> **Request**: Reproduce all of the rows below in full, including each request, and multiply every point coordinate in the answers by 0.85, rounding to the nearest whole number with halves rounded up. Leave the pictures out.

> **Records for this exercise**:
* Start *

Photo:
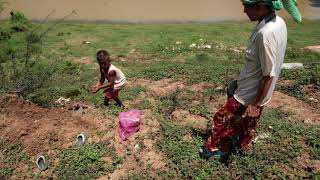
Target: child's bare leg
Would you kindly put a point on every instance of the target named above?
(116, 98)
(106, 101)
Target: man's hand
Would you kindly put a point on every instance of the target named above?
(252, 111)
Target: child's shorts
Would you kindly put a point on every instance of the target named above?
(111, 93)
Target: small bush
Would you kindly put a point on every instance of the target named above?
(85, 162)
(19, 22)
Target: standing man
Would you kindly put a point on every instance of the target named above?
(235, 123)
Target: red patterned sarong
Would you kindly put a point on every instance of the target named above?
(229, 130)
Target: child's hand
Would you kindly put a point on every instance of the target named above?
(94, 89)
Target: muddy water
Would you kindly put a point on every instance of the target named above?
(144, 10)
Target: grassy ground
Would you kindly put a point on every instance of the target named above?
(157, 52)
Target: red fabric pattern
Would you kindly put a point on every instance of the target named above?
(229, 130)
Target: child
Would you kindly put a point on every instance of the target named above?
(115, 77)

* End *

> **Complete response**:
Photo:
Target: child's bare leg
Would you kindly put a point on every instance of the target named above?
(99, 83)
(90, 86)
Target: man's hand
Would you kindly put a point on every instance of the target named above?
(214, 94)
Target: child's shorts
Would you kindly put a point on every instance of the target named above?
(94, 79)
Target: small bush
Would you kindly put a point on every instance of the target named above?
(72, 138)
(16, 19)
Target: standing man
Would you kindly put a point on every instance of the target named above?
(200, 105)
Target: red patterned sarong
Would you kindly put a point on every instance of the target named above?
(195, 111)
Target: child's hand
Would you kindly put a point on every instance of the target named above?
(80, 76)
Target: muddy water
Would you kindly put a point on every instance of the target named above?
(122, 9)
Target: grassy ground
Would you kindly put a point on every instance of the target named above?
(133, 44)
Target: red fabric pattern
Would you kindly put a point on every instance of the target named above?
(195, 111)
Target: child
Would you kindly put a point on every instance of the target named above?
(98, 65)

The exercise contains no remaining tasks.